- [Task]:
Copy out the lines of the material below word for word, from the line containing "The component shall mark a point on the long" to the line containing "Query: long blonde hair", including both of those lines.

Dataset records:
········
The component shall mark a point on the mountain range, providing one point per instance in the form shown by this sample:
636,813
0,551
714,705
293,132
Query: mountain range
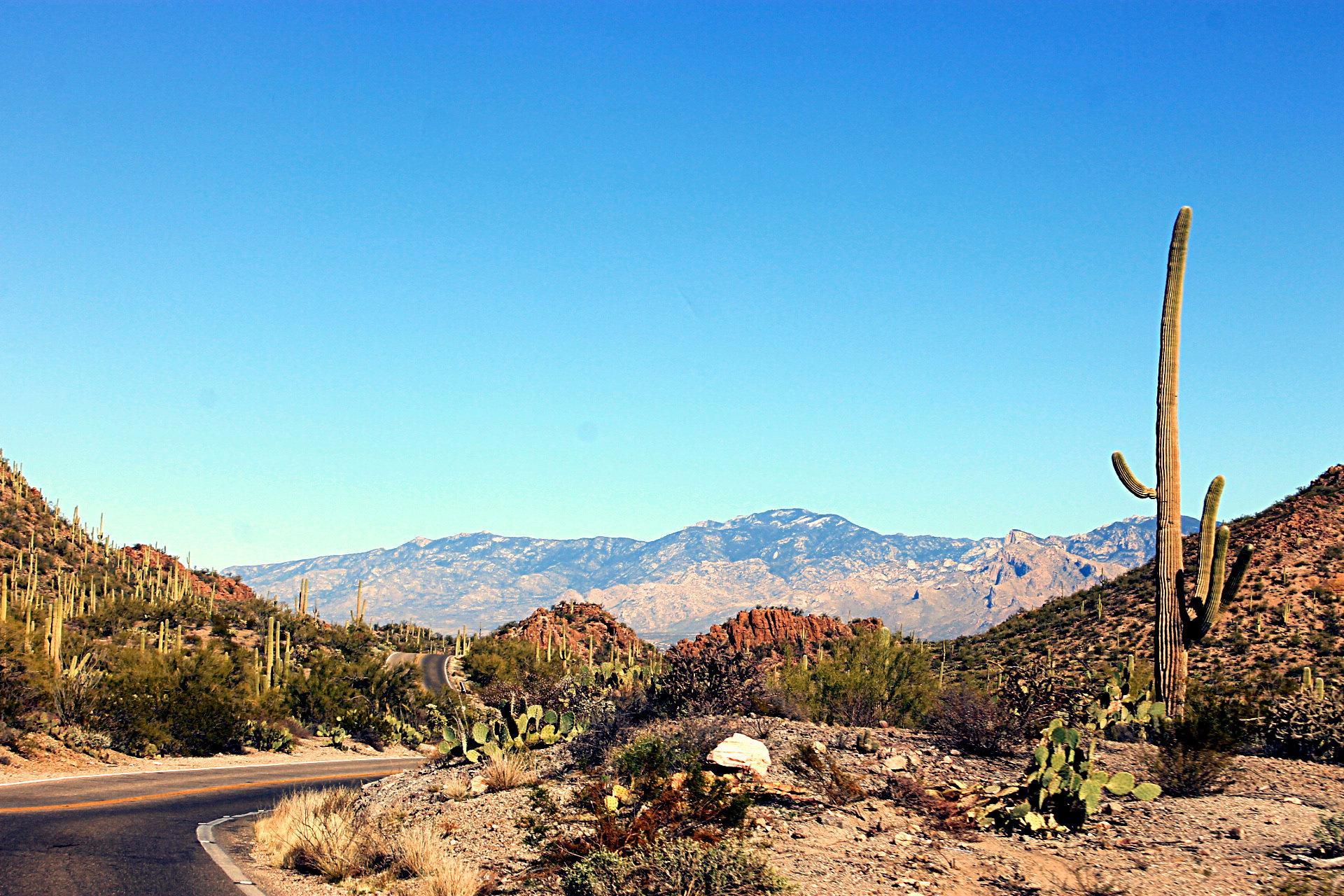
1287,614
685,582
········
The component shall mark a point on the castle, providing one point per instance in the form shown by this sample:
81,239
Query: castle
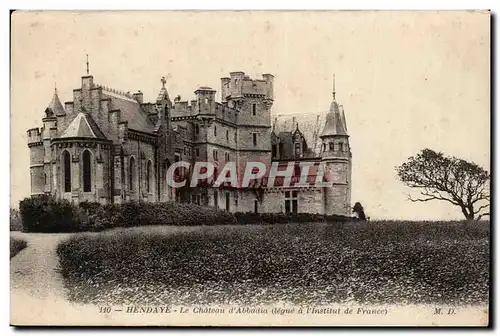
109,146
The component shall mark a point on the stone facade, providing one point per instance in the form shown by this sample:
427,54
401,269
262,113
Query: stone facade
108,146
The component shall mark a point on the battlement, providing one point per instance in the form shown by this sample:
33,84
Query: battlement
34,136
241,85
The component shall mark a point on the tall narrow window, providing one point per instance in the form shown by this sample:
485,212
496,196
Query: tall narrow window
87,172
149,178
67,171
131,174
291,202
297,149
········
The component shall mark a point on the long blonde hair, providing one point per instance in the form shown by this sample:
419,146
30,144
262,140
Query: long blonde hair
········
- [Task output]:
The component shall mark a point on the long blonde hair, providing one point per instance in the form shown by this sample:
419,146
30,144
262,140
Query: long blonde hair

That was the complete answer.